Input data:
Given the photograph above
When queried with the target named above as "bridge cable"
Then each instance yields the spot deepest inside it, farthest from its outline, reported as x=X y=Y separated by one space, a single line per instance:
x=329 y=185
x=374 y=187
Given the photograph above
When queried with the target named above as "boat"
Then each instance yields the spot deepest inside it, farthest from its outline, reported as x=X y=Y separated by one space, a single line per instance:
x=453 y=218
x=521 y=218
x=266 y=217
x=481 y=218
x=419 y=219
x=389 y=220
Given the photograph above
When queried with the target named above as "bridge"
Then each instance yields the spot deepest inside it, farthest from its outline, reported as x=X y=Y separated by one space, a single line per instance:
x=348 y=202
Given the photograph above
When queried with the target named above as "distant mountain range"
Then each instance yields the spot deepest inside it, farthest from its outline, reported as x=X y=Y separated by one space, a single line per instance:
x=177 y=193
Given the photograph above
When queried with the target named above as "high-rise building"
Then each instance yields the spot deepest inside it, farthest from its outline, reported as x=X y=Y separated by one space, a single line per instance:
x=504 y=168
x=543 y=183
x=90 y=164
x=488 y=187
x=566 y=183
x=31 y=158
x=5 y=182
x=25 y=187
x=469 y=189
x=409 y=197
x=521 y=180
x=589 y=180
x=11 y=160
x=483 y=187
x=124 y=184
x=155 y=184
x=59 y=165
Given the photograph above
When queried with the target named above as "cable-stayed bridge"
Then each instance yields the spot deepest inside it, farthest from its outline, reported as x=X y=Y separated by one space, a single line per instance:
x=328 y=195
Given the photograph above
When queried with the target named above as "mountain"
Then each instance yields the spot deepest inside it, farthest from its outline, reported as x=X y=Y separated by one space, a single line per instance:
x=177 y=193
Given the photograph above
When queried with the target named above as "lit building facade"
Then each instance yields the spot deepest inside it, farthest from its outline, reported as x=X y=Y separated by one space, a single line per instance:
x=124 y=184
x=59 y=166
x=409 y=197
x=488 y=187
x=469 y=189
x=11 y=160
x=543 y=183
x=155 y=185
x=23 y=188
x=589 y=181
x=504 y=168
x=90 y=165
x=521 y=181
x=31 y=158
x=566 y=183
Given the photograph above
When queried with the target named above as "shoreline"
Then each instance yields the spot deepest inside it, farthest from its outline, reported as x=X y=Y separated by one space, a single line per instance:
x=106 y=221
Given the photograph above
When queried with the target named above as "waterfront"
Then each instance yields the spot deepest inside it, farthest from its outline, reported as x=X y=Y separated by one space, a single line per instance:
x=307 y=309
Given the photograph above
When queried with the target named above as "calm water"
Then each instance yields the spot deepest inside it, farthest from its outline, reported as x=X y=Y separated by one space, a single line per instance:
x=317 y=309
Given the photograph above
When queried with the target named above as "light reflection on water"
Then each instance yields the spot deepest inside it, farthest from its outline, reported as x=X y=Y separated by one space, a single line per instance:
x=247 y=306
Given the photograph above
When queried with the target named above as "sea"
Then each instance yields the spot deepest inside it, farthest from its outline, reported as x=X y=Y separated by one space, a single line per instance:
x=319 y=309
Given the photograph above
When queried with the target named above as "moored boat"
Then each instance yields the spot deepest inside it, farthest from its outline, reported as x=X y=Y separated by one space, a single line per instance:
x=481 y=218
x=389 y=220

Exercise: Nothing may be dropped or altered; repeat every record in full.

Output for this task:
Given the photograph above
When queried with the target named above as "bridge cable"
Then each instance yields the spot deepest inside it, farthest from its outline, reported as x=X y=Y separated by one space, a single line per instance:
x=329 y=185
x=374 y=187
Given the photograph above
When queried with the target named above as "boat"
Then each instance yields the spot deepest inside it, farthest from its outline, reported as x=X y=Y separated by one space, a single line per instance:
x=453 y=218
x=521 y=218
x=266 y=217
x=481 y=218
x=419 y=219
x=389 y=220
Given the photograph above
When queried with the target named above as "bridge"
Then each instance yields the spot deepest inside it, farthest from its outline, reported as x=X y=Y separated by one space, a single line per instance:
x=348 y=202
Given the photograph above
When queried with the target named above as "distant mountain range"
Then each instance yields the spot deepest inside it, farthest from its outline, reported as x=X y=Y separated by one space, a single line per instance:
x=177 y=193
Given the photograph above
When queried with the target named above as "high-rise building"
Then each instance yields the spot deepest inside it, farthest from its outline, reported as x=X y=Y separated by one space, a single line per instance:
x=504 y=168
x=543 y=183
x=90 y=164
x=488 y=187
x=566 y=183
x=31 y=158
x=5 y=182
x=25 y=187
x=469 y=189
x=409 y=197
x=521 y=180
x=589 y=180
x=11 y=160
x=483 y=187
x=124 y=184
x=155 y=184
x=59 y=165
Given the photograph above
When queried with the target named above as "cable-stayed bridge"
Then each instance yields the spot deepest inside it, farthest from its outline, reported as x=X y=Y separated by one space, a single line per instance:
x=328 y=195
Given the photograph above
When queried with the target named above as "mountain"
Then each instance yields the spot deepest inside it, farthest from its outline, reported as x=X y=Y separated by one space, a single line per instance:
x=177 y=193
Given the photograph above
When queried with the target named above as "lit building facade"
Then each instance yields the spot deepest inside it, farthest from its outline, reported as x=X y=Y separated by one space, a single line per instance:
x=124 y=184
x=59 y=166
x=409 y=197
x=488 y=187
x=469 y=189
x=11 y=160
x=543 y=183
x=155 y=185
x=23 y=188
x=589 y=181
x=504 y=168
x=90 y=165
x=521 y=181
x=31 y=158
x=566 y=183
Given the photograph above
When queried with the target named above as "shoreline"
Then each instance yields the spot deepest inside it, farthest from its outline, reported as x=X y=Y separated by one space, a single line per instance:
x=106 y=221
Given the photograph above
When queried with the target named above as "waterfront"
Then each instance yields the spot deepest inside it, farthest from its outline, reported as x=X y=Y separated by one space, a single line per instance:
x=307 y=309
Given the photograph above
When queried with the target named above as "calm water"
Then each instance yields the spot deepest inside it, farthest from its outline, reported as x=X y=Y separated by one space, a single line per instance:
x=317 y=309
Given the photograph above
When queried with the target named above as "light reflection on water"
Then each instance yields the spot deepest inside it, farthest from its outline, reported as x=X y=Y separated by one space, a single line per instance:
x=247 y=306
Given the photograph above
When queried with the target named above as "sea"
Then each instance yields the spot deepest inside it, farthest from its outline, reported as x=X y=Y separated by one space, a single line per instance:
x=319 y=309
Given the photograph above
When queried with the target named above as "moored boat"
Then each instance yields the spot deepest inside it, farthest from its outline, reported as x=X y=Y separated by one space, a single line per instance:
x=481 y=218
x=389 y=220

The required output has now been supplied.